■ Supplied material ■
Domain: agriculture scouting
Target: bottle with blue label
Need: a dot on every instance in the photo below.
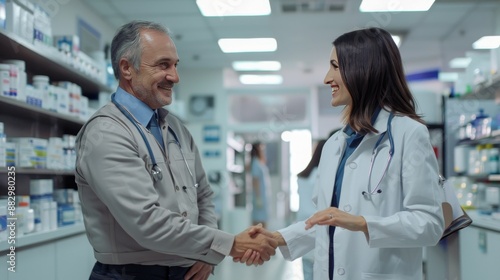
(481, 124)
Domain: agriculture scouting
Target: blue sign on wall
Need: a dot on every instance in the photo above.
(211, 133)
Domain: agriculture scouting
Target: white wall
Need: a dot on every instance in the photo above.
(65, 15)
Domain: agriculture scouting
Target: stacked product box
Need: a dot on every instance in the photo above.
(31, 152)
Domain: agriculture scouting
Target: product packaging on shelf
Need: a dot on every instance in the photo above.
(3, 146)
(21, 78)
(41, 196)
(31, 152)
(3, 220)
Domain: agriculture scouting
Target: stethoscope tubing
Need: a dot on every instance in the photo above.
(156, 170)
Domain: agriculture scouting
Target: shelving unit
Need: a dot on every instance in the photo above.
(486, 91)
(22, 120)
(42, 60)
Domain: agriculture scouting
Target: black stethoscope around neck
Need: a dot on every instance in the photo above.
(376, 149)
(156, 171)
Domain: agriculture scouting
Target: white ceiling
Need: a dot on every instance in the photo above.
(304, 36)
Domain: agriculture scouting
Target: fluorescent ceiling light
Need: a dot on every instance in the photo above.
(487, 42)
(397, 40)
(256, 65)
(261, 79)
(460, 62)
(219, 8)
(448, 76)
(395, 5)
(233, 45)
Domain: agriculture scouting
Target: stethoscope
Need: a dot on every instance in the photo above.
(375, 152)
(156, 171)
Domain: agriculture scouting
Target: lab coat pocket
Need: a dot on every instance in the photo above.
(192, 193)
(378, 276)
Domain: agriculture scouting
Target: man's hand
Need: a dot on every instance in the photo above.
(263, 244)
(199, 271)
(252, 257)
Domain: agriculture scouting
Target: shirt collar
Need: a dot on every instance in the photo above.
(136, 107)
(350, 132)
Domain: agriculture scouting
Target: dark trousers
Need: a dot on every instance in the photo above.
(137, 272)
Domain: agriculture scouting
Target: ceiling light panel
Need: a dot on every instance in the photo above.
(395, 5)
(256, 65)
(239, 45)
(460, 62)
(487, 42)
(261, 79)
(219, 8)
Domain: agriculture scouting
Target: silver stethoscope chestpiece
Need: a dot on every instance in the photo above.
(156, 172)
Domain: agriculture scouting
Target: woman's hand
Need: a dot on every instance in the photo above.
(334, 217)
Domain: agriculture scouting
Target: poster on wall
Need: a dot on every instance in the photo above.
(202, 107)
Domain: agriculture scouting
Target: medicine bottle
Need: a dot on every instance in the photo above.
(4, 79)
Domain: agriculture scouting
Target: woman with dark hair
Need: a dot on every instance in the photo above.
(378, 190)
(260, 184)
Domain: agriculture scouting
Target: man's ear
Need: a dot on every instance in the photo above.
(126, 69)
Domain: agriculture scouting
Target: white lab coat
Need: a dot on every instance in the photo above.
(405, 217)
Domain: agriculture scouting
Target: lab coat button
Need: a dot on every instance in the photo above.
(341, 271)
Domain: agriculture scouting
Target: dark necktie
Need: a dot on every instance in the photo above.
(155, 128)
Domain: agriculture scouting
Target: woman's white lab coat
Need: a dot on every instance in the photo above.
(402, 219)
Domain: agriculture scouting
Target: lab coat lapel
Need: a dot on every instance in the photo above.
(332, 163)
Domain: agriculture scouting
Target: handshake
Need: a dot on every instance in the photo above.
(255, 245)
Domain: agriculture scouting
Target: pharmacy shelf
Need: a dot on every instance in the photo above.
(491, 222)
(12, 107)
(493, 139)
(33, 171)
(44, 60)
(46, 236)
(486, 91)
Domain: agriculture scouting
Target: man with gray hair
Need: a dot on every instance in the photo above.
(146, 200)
* * *
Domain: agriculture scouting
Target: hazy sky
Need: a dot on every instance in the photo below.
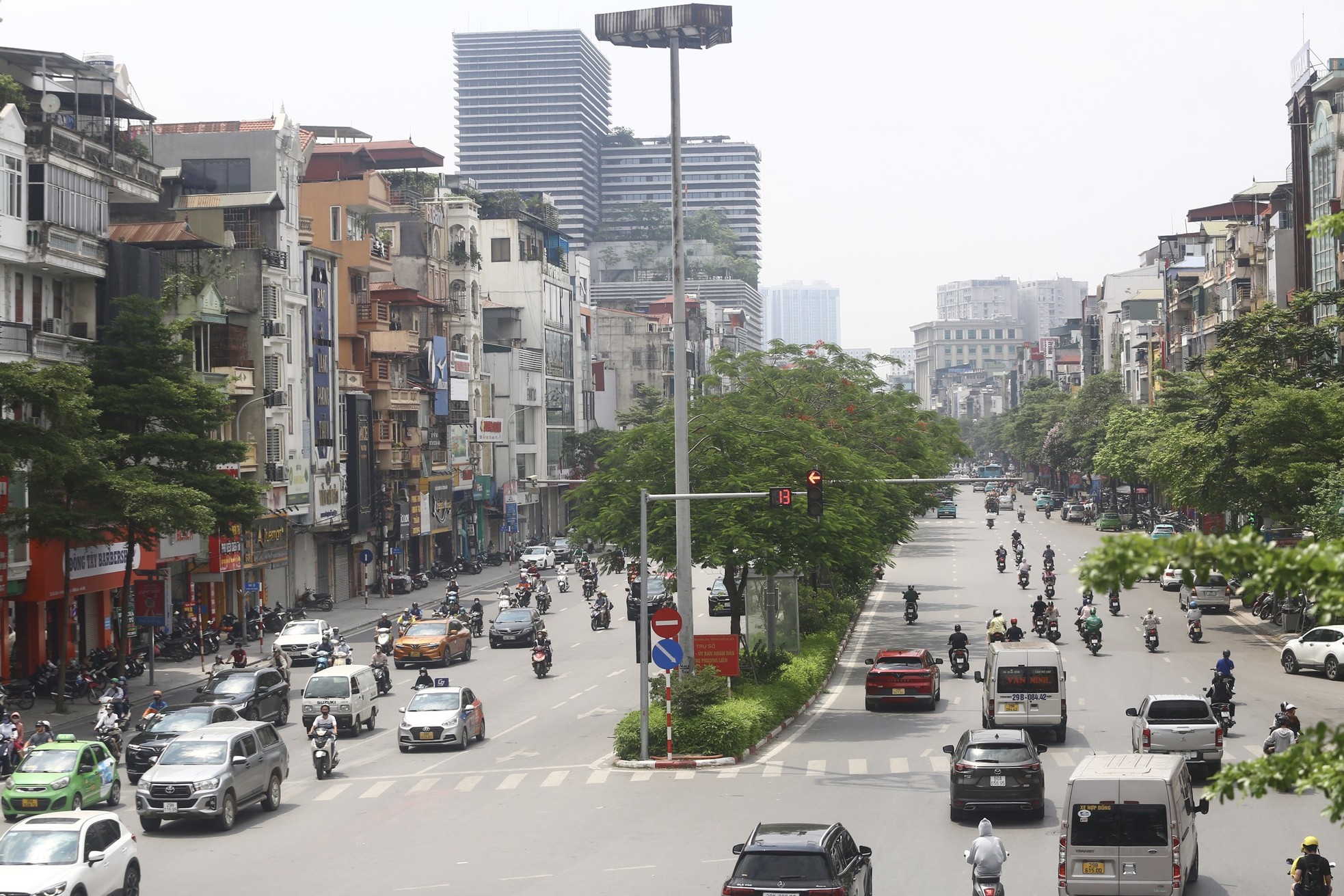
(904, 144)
==
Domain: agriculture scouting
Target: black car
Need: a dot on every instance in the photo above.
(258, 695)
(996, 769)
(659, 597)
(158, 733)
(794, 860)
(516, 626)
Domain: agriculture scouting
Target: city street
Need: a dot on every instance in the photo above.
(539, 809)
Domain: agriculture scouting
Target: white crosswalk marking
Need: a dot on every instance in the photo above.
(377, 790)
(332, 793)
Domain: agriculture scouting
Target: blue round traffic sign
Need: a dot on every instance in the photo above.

■ Problem description ■
List each line in the rows above that contains the word "light". Capital and small letters must match.

■ Written reply ■
Target: fluorescent ceiling light
Target: ceiling light panel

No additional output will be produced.